## Exercise
Quote each line exactly, from the line that contains "Practice step: find the handrail" down to the last line of the listing, and no other lines.

══ Exercise material ══

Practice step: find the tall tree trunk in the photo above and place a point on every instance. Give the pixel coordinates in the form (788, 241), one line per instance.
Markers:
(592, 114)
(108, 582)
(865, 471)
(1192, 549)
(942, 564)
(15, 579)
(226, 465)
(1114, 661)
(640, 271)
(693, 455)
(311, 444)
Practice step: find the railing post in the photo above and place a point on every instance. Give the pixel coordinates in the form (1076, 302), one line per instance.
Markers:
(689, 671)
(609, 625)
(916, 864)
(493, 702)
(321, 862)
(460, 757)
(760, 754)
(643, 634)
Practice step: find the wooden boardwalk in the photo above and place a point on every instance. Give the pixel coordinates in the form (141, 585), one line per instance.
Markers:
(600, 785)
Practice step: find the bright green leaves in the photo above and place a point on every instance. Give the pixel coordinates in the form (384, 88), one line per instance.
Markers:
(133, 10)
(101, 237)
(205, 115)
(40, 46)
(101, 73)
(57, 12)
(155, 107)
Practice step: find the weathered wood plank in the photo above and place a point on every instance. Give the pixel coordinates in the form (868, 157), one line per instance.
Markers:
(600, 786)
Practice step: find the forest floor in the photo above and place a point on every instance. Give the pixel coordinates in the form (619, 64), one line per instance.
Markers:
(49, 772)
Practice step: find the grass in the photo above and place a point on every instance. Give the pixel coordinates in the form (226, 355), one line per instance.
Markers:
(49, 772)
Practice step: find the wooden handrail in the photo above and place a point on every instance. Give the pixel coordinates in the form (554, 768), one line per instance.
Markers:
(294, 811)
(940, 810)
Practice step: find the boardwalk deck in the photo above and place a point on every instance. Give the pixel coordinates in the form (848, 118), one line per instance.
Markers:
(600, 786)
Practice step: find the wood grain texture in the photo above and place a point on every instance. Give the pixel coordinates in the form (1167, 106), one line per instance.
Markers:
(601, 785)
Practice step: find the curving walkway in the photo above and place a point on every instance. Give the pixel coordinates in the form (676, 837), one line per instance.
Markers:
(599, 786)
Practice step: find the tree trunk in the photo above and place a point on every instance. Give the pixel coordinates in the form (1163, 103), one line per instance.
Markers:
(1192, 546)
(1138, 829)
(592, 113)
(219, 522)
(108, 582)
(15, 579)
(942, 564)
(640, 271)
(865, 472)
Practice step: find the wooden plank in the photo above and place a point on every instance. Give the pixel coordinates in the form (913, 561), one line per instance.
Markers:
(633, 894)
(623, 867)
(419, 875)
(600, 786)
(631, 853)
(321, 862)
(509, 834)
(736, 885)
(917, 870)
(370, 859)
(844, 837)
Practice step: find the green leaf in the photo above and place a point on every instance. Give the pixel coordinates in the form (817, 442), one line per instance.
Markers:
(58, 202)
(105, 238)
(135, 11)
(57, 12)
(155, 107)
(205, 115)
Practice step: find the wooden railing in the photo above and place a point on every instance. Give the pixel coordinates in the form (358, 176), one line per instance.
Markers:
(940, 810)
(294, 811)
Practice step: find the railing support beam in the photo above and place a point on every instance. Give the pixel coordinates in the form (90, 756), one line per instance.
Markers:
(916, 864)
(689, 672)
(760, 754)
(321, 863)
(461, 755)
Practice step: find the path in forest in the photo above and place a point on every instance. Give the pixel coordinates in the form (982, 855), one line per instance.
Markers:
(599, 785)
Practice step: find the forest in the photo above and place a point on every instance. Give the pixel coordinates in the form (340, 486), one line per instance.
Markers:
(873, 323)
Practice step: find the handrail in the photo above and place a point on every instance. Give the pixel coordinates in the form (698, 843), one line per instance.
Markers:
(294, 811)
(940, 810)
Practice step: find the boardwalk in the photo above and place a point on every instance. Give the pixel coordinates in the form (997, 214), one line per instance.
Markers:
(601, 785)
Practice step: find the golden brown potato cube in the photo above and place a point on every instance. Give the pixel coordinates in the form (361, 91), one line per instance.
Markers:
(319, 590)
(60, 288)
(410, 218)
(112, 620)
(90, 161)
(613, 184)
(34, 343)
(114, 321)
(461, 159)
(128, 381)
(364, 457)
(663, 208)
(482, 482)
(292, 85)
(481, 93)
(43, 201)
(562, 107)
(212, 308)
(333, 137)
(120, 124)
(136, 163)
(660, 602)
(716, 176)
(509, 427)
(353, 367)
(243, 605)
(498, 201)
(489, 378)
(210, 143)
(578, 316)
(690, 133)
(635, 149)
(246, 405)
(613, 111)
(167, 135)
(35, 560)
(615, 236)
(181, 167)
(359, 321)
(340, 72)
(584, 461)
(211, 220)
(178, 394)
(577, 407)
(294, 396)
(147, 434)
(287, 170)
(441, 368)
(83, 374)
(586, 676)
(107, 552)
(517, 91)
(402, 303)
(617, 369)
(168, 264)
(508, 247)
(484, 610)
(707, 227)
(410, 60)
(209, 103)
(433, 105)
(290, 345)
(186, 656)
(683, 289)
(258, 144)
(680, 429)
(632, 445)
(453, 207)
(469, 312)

═══

## Output below
Practice step: find the handrail in the photo above and place a point on every instance. Give the pixel coordinates in the form (698, 843), one line per instance.
Markers:
(294, 811)
(940, 810)
Practice step: find the boardwalk in the photo above and place a point on every instance. Give the pixel coordinates in the form (997, 214), one line per instance.
Markers:
(601, 785)
Practice step: find the golden brown potato cube in the photo above and place a point on every instance. Give the pixel coordinates in the form (361, 91), one line per instance.
Markers:
(319, 590)
(60, 288)
(410, 218)
(112, 620)
(90, 161)
(613, 184)
(34, 343)
(114, 321)
(461, 159)
(128, 381)
(364, 457)
(663, 208)
(482, 482)
(292, 85)
(481, 93)
(43, 201)
(562, 107)
(212, 308)
(333, 137)
(120, 124)
(136, 163)
(660, 602)
(716, 176)
(509, 427)
(353, 367)
(243, 605)
(498, 201)
(489, 378)
(210, 143)
(578, 316)
(690, 133)
(635, 149)
(246, 405)
(613, 111)
(167, 135)
(35, 560)
(615, 236)
(181, 167)
(359, 321)
(340, 72)
(584, 461)
(211, 220)
(178, 394)
(577, 407)
(294, 396)
(147, 434)
(287, 170)
(441, 368)
(83, 374)
(586, 676)
(107, 552)
(517, 91)
(402, 303)
(617, 369)
(168, 264)
(508, 247)
(484, 610)
(707, 227)
(410, 60)
(209, 103)
(433, 105)
(290, 345)
(186, 656)
(683, 289)
(258, 144)
(680, 429)
(632, 445)
(453, 207)
(469, 312)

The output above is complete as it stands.